EXTRACT:
··········
Then I’ll ask them, “Who is this passage talking about? Where is it in the Bible?” Nine times out of ten, people of all backgrounds — agnostic, Jew, Christian, Muslim, atheist, Buddhist, etc. — will say the passage is about Jesus, and is found in the New Testament. While it’s about Jesus, it was written over 700 years before Jesus was born.

That same passage describes Jesus this way: “He was despised and forsaken of men, a man of sorrows and familiar with grief; and like one from whom men hide their face, he was despised, and we did not esteem him.” (Isaiah 53:3)

It’s easy to think this is talking about the few days leading up to Jesus’ death, but I don’t think that’s the case. According to Isaiah, Jesus had more than just one experience with suffering. Sorrow and grief characterized his life. Most of the people in Jesus’ life mistreated him.

At least when he began his public ministry, Jesus’ own family didn’t believe in him. As he really began to get some attention, his family tried to explain away his behavior by saying he had gone crazy. (Mark 3:21)

Just a few chapters later in Mark, when Jesus returned to Nazareth and taught in the synagogue, the people who grew up with Jesus were amazed at his teaching, but said, “Is this not the carpenter, the son of Mary?” (Mark 6:3) In a culture that identified men by their fathers, this is a sharp statement about the legitimacy of Jesus’ birth. How likely is it, really, that the people of Nazareth believed Mary’s story about the virgin birth? It makes me think that, at best, Jesus was shunned his whole childhood as a bastard. More likely, he was actively bullied for it.

Apparently, this reputation preceded him. While Jesus was teaching in Jerusalem, the religious leaders argued with him about their heritage through Abraham and sniped at Jesus, saying, “We were not born of fornication; we have one Father: God.” (John 8:41) The implication was, “We were not born of fornication ... like you were!”
··········
EXTRACTED INFORMATION:
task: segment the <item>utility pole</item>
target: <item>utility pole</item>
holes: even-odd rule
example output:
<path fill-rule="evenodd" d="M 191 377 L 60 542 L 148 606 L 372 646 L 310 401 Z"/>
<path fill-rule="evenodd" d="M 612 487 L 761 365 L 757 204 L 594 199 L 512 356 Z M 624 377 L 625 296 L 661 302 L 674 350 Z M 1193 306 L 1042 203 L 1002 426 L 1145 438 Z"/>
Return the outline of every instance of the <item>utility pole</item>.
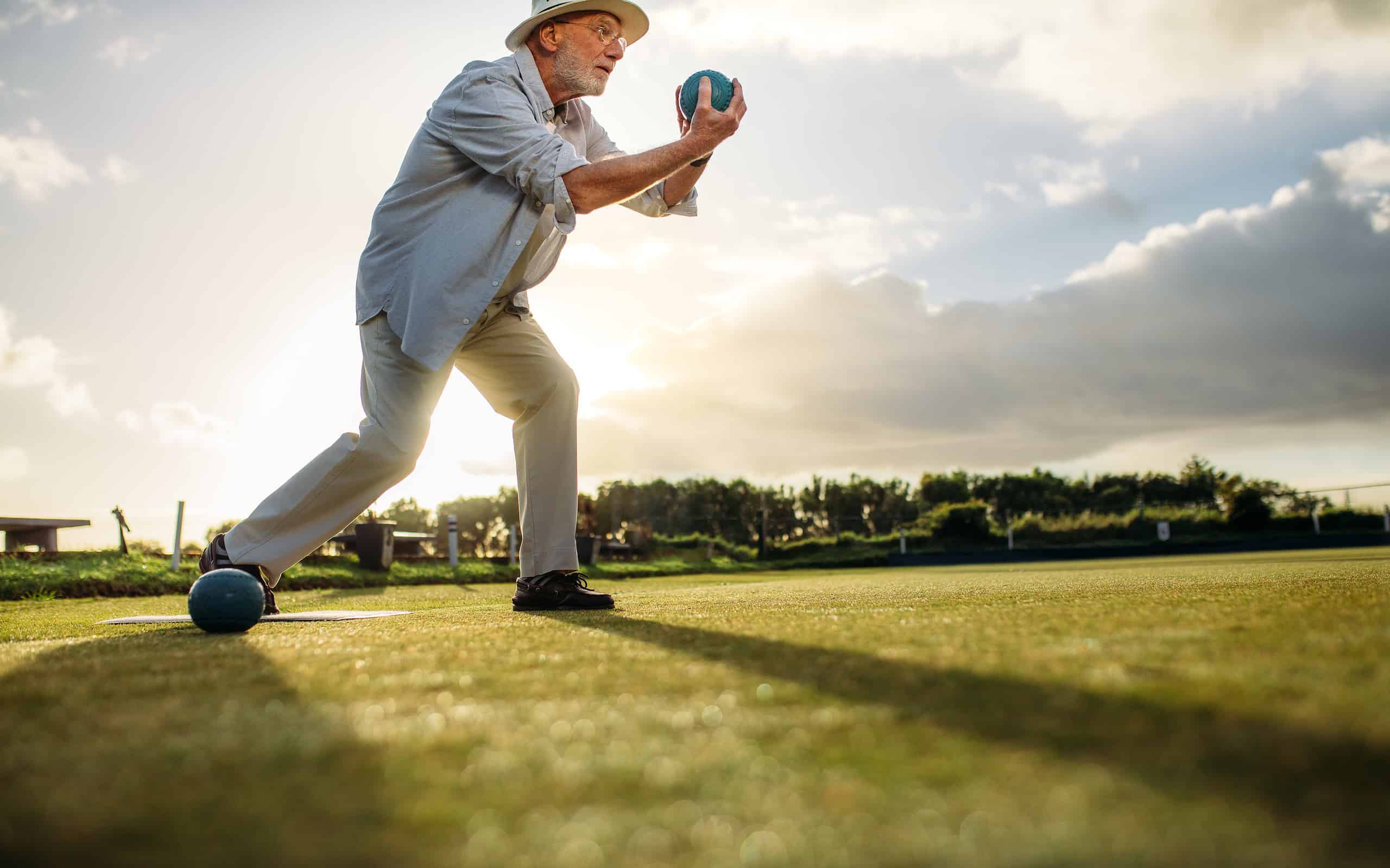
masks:
<path fill-rule="evenodd" d="M 125 546 L 125 532 L 131 529 L 131 525 L 125 524 L 125 512 L 121 511 L 121 504 L 115 504 L 111 515 L 115 515 L 115 532 L 121 535 L 121 554 L 129 554 L 131 550 Z"/>
<path fill-rule="evenodd" d="M 178 518 L 174 521 L 174 554 L 170 556 L 170 569 L 178 569 L 179 549 L 183 547 L 183 501 L 178 501 Z"/>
··········
TASK INSTRUCTIONS:
A: Repeat a stretch of the text on Jesus' suffering word for word: begin at the words "Then I’ll ask" and stop after "life mistreated him.".
B: According to the text on Jesus' suffering, how long before Jesus was born was the Isaiah passage written?

COMPLETE ANSWERS:
A:
Then I’ll ask them, “Who is this passage talking about? Where is it in the Bible?” Nine times out of ten, people of all backgrounds — agnostic, Jew, Christian, Muslim, atheist, Buddhist, etc. — will say the passage is about Jesus, and is found in the New Testament. While it’s about Jesus, it was written over 700 years before Jesus was born.

That same passage describes Jesus this way: “He was despised and forsaken of men, a man of sorrows and familiar with grief; and like one from whom men hide their face, he was despised, and we did not esteem him.” (Isaiah 53:3)

It’s easy to think this is talking about the few days leading up to Jesus’ death, but I don’t think that’s the case. According to Isaiah, Jesus had more than just one experience with suffering. Sorrow and grief characterized his life. Most of the people in Jesus’ life mistreated him.

B: Over 700 years before Jesus was born.